- Task data -
__________

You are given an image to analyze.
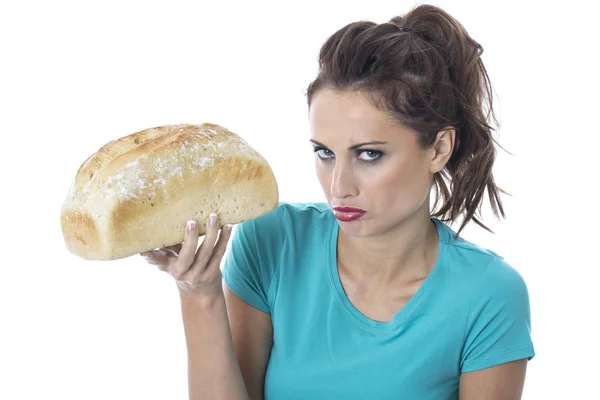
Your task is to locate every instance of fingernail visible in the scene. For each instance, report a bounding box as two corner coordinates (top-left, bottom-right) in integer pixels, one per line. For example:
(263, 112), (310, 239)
(188, 221), (196, 232)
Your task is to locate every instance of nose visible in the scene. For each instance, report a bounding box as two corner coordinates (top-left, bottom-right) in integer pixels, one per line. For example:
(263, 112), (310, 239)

__________

- What is required -
Update the records so that every "bounding box" reads "rectangle", with nothing else changed. Leave the pictures out of your answer.

- Finished task -
You are given an image to analyze.
Your task is to locate every instance of fingernail visible in the scene. For each instance, report a rectangle as two corner coordinates (top-left, bottom-right) in integer pixels, one per line. For example:
(263, 112), (310, 239)
(188, 221), (196, 232)
Your task is to locate every instance of nose visible in the scene. For each instance, report a rectangle as two corner coordinates (top-left, bottom-right) in integer pixels, one per line. For example:
(263, 112), (310, 239)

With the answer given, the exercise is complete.